--- Start of Document passage ---

ITC Pioneers Corporate Patronage of Music
Taking this successful initiative forward, ITC then
went on to pioneer the corporate patronage of Hindustani classical
music, which was suffering from the withdrawal of royal support.
The loss of royal patronage had thrown the arts open to public mercy.
Classical music, in its pure form, is fundamentally a complex study and
therefore, cannot come within the reach of the uninitiated. As a result,
serious music suffered. Pandit V N Bhatkhande and Pandit V D Paluskar
tried to bring classical music within the reach of the middle class
intelligentsia, in a systematic way, by introducing music education in
universities and institutions. But such institutions rarely succeeded in
producing performers of note. History reveals that the only effective
method to impart the complex techniques of any art form, especially
music, is through long years of close involvement between teacher and
student.

--- End of Document passage ---

_The exercise:_
Resume the passage on ITC's patronage of Hindustani classical music, picking up after its final sentence.

--- Start of Dataset entries ---

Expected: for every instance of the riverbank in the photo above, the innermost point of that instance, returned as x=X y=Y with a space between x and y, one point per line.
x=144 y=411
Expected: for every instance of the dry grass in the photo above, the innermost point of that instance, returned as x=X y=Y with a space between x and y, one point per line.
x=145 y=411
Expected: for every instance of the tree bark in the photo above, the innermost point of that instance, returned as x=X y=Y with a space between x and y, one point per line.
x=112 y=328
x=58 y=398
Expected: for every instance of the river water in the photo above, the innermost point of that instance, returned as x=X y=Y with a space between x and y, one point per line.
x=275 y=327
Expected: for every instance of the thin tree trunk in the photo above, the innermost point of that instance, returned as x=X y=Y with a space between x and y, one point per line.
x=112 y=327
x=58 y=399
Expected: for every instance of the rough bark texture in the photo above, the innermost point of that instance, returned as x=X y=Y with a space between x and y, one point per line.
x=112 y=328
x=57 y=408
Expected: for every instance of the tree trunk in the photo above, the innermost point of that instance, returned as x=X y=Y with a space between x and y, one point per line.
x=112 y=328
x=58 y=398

--- End of Dataset entries ---
--- Start of Dataset entries ---

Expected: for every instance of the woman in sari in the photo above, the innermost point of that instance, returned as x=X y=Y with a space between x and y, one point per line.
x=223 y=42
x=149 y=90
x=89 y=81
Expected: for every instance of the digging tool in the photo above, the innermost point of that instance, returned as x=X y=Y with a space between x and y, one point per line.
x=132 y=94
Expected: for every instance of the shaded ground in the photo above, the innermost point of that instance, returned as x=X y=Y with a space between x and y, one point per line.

--- End of Dataset entries ---
--- Start of Dataset entries ---

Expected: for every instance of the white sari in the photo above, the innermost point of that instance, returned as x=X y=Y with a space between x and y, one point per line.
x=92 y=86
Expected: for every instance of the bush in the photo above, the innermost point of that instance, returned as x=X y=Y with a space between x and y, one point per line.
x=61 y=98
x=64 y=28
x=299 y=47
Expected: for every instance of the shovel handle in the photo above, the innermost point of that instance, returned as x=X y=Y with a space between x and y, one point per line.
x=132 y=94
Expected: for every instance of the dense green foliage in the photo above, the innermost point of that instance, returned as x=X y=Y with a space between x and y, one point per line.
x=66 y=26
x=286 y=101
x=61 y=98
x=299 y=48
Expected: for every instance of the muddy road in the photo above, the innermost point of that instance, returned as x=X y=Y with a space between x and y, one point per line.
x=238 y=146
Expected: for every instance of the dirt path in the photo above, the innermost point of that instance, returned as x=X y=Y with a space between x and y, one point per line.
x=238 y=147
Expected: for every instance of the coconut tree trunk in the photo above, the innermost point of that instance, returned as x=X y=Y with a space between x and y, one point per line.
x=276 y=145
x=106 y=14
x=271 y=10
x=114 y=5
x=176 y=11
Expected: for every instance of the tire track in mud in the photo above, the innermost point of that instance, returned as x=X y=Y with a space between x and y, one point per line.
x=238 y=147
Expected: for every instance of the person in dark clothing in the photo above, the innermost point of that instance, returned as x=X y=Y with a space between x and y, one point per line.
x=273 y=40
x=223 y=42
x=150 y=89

--- End of Dataset entries ---

_The response:_
During the seventies, ITC envisioned that the Company
could play a major role to preserve and propagate the rich Indian
musical heritage. The ITC Sangeet Research Academy was created in 1977
as an independent Public Charitable Trust with the aim of stemming the
process of gradual dissipation in traditional forms and techniques of
Indian classical music.
ITC aspired to go beyond merely nurturing and
propagating the priceless tradition of Hindustani Classical Music. In
creating ITC Sangeet Research Academy at Kolkata, ITC's endeavour was to
establish a modern 'Gurukul' and revive the traditional 'Guru-Shishya
Parampara'. It was modelled as an institution which epitomised the best
of Hindustani Classical Music teaching and would be professionally run.